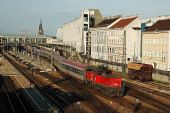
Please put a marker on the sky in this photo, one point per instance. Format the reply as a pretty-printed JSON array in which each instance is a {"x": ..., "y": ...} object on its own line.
[{"x": 23, "y": 16}]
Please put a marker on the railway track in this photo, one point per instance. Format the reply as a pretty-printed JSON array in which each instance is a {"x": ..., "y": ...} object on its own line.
[
  {"x": 122, "y": 100},
  {"x": 162, "y": 87},
  {"x": 55, "y": 97},
  {"x": 16, "y": 103},
  {"x": 146, "y": 94}
]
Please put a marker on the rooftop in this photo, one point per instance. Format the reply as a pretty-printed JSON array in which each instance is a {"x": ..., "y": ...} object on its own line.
[
  {"x": 123, "y": 22},
  {"x": 106, "y": 22},
  {"x": 160, "y": 25}
]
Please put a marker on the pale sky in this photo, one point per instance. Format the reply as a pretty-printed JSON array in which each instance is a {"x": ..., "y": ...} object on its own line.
[{"x": 17, "y": 16}]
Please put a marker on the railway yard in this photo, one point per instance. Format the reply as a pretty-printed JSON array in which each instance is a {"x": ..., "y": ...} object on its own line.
[{"x": 26, "y": 87}]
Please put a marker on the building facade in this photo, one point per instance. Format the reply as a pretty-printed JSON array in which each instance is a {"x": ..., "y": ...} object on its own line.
[
  {"x": 74, "y": 33},
  {"x": 156, "y": 45},
  {"x": 120, "y": 41}
]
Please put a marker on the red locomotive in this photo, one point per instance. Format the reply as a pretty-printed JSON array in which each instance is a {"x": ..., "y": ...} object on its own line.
[
  {"x": 140, "y": 71},
  {"x": 102, "y": 79},
  {"x": 99, "y": 78},
  {"x": 105, "y": 81}
]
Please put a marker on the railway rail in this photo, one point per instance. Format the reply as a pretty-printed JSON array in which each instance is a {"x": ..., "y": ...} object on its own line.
[
  {"x": 146, "y": 94},
  {"x": 133, "y": 104},
  {"x": 13, "y": 98},
  {"x": 60, "y": 101}
]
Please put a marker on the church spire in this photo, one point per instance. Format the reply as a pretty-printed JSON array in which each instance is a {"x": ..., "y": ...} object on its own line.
[{"x": 40, "y": 30}]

**Exercise**
Give again only the lines of the material above that run from the one with "Please put a marker on the railway rail" through the end, both included, exactly as they appear.

**Result for this task**
Please put a marker on the railway rail in this photo, one point per instance. Format the reply as a pretty-printed JSON array in which each instance is a {"x": ..., "y": ...} object on its own line.
[
  {"x": 146, "y": 94},
  {"x": 133, "y": 104},
  {"x": 13, "y": 98},
  {"x": 60, "y": 101}
]
Please put a marker on the church spire in this photo, one point per instance. Format the reply as a pretty-printed JSON array in which each instance is a {"x": ..., "y": ...} object on its own line.
[{"x": 40, "y": 30}]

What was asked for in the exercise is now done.